Copy out every line of the listing below word for word, omitting the pictures.

──────── Extracted data ────────

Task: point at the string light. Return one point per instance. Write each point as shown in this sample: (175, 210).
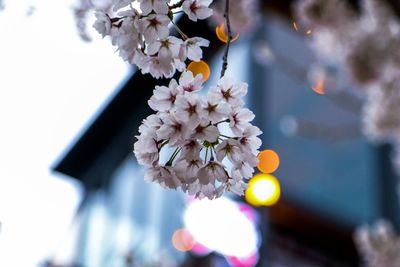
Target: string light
(263, 190)
(319, 88)
(200, 67)
(268, 161)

────────

## [Correct response]
Task: point at the string light. Return one point per instance. Write each point as shown in this sample: (175, 210).
Target: string light
(263, 190)
(319, 88)
(200, 67)
(268, 161)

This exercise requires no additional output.